* _What the task requires_
Format the lines below as a JSON list of strings, with one string per line and blank lines omitted.

────────

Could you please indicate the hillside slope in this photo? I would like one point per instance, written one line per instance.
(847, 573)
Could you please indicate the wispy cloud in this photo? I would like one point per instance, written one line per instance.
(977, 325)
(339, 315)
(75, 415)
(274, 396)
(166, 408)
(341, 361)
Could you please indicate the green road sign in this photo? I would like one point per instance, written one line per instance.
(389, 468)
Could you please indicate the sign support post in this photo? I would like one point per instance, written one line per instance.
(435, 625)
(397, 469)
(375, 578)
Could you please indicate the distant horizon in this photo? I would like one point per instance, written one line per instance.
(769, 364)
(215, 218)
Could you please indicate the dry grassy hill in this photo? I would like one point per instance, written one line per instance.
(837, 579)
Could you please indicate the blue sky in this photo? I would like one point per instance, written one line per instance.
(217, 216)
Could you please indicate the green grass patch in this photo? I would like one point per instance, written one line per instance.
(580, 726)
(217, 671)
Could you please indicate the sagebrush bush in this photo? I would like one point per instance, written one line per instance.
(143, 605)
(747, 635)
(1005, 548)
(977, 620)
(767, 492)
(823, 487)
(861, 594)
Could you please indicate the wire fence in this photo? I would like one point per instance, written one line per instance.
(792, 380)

────────

* _Task result_
[
  "Could you please indicate the hillside slope in this photo? I would like one point per instance, written one line per instance.",
  "(847, 573)",
  "Could you please indicate the wispy cloud in this photo? I would like one point per instance, written one line per instance.",
  "(977, 325)",
  "(339, 315)",
  "(75, 415)",
  "(274, 396)",
  "(166, 408)",
  "(341, 361)",
  "Could you please indicate the green road sign in this photo? I would like one point per instance, written one line per instance.",
  "(389, 468)",
  "Could you please indicate the sign support post in this photo? I would like one point per instance, written one line per instance.",
  "(435, 625)",
  "(397, 469)",
  "(375, 578)",
  "Could you please indicate the distant horizon in this photo? I would like one point per instance, written one line per instance.",
  "(769, 364)",
  "(215, 218)",
  "Could you please indicate the dry grassy hill in this photo? I would like one point per instance, written one line per instance.",
  "(837, 579)",
  "Could you please indicate the blue sky in this photo? I would like one point per instance, written one line per instance.",
  "(217, 216)",
  "Could you please indicate the green grass patch in this photo? I would like one point per instance, written one line per instance.",
  "(580, 726)",
  "(217, 671)",
  "Could you please indicate the sagebrush bush in this photo? I would like one point per instance, written one line per instance.",
  "(143, 605)",
  "(747, 635)",
  "(1005, 548)",
  "(977, 620)",
  "(767, 492)",
  "(823, 487)",
  "(861, 594)",
  "Could you please indicate the wire fence in this photo? I would like one point per instance, written one line per instance.",
  "(792, 380)"
]